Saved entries
= Beginning of Section =

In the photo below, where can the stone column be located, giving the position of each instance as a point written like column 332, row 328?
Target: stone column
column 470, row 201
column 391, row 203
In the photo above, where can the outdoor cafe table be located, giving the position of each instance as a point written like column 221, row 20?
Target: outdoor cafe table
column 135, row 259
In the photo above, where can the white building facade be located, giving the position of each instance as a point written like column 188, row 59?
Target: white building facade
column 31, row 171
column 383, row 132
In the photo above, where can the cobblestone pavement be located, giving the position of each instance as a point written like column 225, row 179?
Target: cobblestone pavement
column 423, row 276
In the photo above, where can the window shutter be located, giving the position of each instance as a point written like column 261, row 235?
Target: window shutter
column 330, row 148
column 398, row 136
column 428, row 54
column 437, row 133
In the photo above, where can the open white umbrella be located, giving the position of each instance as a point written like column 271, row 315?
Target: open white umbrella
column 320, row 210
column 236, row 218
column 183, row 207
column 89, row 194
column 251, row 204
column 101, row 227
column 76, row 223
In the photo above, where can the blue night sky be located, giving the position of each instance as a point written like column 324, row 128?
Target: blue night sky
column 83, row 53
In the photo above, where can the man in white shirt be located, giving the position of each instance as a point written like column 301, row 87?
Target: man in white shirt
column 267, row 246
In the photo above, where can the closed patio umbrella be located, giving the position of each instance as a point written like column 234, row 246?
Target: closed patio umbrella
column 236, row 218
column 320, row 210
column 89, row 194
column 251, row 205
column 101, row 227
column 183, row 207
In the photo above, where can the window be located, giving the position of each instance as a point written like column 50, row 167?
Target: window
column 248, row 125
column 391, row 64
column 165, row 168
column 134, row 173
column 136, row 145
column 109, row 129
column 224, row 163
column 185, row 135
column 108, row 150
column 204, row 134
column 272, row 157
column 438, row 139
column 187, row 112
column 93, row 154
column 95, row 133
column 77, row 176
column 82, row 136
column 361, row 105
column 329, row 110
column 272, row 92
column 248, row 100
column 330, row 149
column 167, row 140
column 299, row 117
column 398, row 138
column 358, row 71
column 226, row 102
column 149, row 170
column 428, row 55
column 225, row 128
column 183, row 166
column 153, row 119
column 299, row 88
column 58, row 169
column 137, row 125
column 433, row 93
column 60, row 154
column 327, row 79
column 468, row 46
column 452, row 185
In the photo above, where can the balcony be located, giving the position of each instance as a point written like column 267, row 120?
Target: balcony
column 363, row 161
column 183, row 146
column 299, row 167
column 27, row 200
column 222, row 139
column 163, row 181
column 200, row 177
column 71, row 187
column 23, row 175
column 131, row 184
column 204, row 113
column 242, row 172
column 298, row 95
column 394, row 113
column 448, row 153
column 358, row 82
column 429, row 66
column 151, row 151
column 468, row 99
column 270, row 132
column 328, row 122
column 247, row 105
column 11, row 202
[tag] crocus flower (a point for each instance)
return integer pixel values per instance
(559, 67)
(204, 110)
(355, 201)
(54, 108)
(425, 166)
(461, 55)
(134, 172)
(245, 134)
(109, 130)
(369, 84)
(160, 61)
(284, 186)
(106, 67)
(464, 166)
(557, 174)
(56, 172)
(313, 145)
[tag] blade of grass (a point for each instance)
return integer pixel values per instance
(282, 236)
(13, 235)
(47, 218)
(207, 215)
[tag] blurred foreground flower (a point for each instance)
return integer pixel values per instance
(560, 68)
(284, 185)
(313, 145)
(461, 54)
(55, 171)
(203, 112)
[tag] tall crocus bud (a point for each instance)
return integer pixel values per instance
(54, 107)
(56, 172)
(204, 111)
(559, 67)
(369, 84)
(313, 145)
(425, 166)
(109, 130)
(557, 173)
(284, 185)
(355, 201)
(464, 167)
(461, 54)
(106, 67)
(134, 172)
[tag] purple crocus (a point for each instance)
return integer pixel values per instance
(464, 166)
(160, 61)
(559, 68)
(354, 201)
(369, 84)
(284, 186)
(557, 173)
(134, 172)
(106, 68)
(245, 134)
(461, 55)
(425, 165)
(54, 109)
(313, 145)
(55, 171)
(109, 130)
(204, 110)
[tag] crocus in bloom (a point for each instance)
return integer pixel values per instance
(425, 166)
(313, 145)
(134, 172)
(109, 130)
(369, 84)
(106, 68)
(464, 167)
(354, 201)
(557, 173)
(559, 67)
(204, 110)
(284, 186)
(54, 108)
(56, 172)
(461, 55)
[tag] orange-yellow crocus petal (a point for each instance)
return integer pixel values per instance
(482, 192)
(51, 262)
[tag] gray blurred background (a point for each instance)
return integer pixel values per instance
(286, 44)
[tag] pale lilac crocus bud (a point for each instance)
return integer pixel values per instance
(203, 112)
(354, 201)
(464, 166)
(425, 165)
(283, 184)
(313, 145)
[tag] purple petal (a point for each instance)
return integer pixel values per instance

= End of Section =

Repeat each entry above, keeping every word exact.

» **TASK OUTPUT**
In the photo below, where can the stone column be located, giving the position of each instance as a point written like column 332, row 328?
Target: stone column
column 470, row 201
column 391, row 203
In the photo above, where can the outdoor cafe table be located, giving the position of each instance as a point written like column 221, row 20?
Target: outdoor cafe table
column 135, row 259
In the photo above, where can the white building facade be located, giving the position of each instance as a point written like column 188, row 59?
Target: white building facade
column 31, row 171
column 383, row 132
In the photo above, where can the cobblestone pavement be located, giving the position of each instance as a point written like column 225, row 179?
Target: cobblestone pavement
column 423, row 276
In the photo above, where can the window shutter be located, giving the position of each instance as a point written like column 261, row 235?
Target: window shutter
column 330, row 148
column 398, row 136
column 428, row 54
column 437, row 133
In the photo above, where can the open white umbrella be located, giving the position of each instance as a point written like column 271, row 315?
Target: open white umbrella
column 320, row 210
column 236, row 218
column 183, row 207
column 89, row 194
column 251, row 204
column 101, row 227
column 76, row 223
In the photo above, where can the blue night sky be located, giving the position of each instance as a point written like column 324, row 128?
Target: blue night sky
column 83, row 53
In the photo above, where can the man in white shirt be located, giving the position of each instance as a point written like column 301, row 87?
Target: man in white shirt
column 267, row 246
In the photo above, where can the closed patio umbrella be located, giving the position of each instance as a point written like column 234, row 246?
Target: closed patio umbrella
column 236, row 218
column 320, row 210
column 89, row 194
column 251, row 205
column 101, row 227
column 183, row 207
In the photo above, where can the window be located, giving the position of each instance as a point written like column 50, row 167?
Target: window
column 248, row 125
column 391, row 64
column 165, row 168
column 134, row 173
column 136, row 145
column 109, row 129
column 224, row 163
column 185, row 135
column 108, row 150
column 204, row 134
column 272, row 157
column 438, row 139
column 187, row 112
column 93, row 154
column 95, row 133
column 77, row 176
column 82, row 136
column 361, row 105
column 329, row 110
column 272, row 92
column 248, row 100
column 330, row 149
column 167, row 140
column 299, row 117
column 398, row 138
column 358, row 71
column 226, row 102
column 149, row 170
column 428, row 55
column 225, row 128
column 183, row 166
column 153, row 119
column 299, row 88
column 58, row 169
column 137, row 125
column 433, row 93
column 60, row 154
column 327, row 79
column 468, row 46
column 452, row 185
In the photo above, where can the balcony be located, giving the position of each instance as a point written like column 267, row 120?
Target: balcony
column 363, row 161
column 183, row 146
column 299, row 167
column 27, row 200
column 222, row 139
column 163, row 181
column 200, row 177
column 71, row 187
column 23, row 175
column 131, row 184
column 204, row 113
column 242, row 172
column 298, row 95
column 394, row 113
column 448, row 153
column 358, row 82
column 429, row 66
column 151, row 151
column 468, row 99
column 270, row 132
column 328, row 122
column 247, row 105
column 11, row 202
[tag] crocus flower (a point for each instance)
return integer pixel values per instance
(559, 67)
(204, 110)
(355, 201)
(54, 108)
(425, 166)
(461, 55)
(134, 172)
(245, 134)
(109, 130)
(369, 84)
(160, 61)
(284, 186)
(106, 67)
(464, 166)
(557, 174)
(56, 172)
(313, 145)
[tag] blade of grass (a point for each instance)
return integer pixel values per instance
(282, 236)
(13, 235)
(47, 218)
(207, 215)
[tag] blurred foreground flower (a point for each instance)
return integer pixel values per instance
(560, 68)
(284, 185)
(313, 145)
(461, 54)
(55, 171)
(203, 112)
[tag] tall crocus bud (a point for each instance)
return integer pixel values per instance
(54, 107)
(56, 172)
(204, 111)
(559, 67)
(369, 84)
(313, 145)
(425, 166)
(109, 130)
(557, 173)
(284, 185)
(355, 201)
(464, 167)
(461, 54)
(106, 67)
(134, 172)
[tag] purple crocus (a point for each instance)
return integer pixel values per instance
(464, 166)
(160, 61)
(559, 68)
(354, 201)
(369, 84)
(284, 186)
(557, 173)
(134, 172)
(106, 68)
(245, 134)
(461, 55)
(425, 165)
(54, 109)
(313, 145)
(55, 171)
(109, 130)
(204, 110)
[tag] crocus in bloom (a point for each instance)
return integer pixel values per instance
(425, 166)
(313, 145)
(134, 172)
(109, 130)
(369, 84)
(106, 68)
(464, 167)
(354, 201)
(557, 173)
(559, 67)
(204, 110)
(284, 186)
(54, 108)
(56, 172)
(461, 55)
[tag] orange-yellow crocus petal (a point for each instance)
return integer pixel values per instance
(482, 192)
(51, 262)
[tag] gray blurred background (a point for each instance)
return integer pixel values per instance
(286, 44)
[tag] pale lilac crocus bud (a point for each instance)
return integer pixel values per instance
(203, 112)
(354, 201)
(464, 166)
(425, 165)
(283, 184)
(313, 145)
[tag] purple petal (a point for each instance)
return integer pixel values per instance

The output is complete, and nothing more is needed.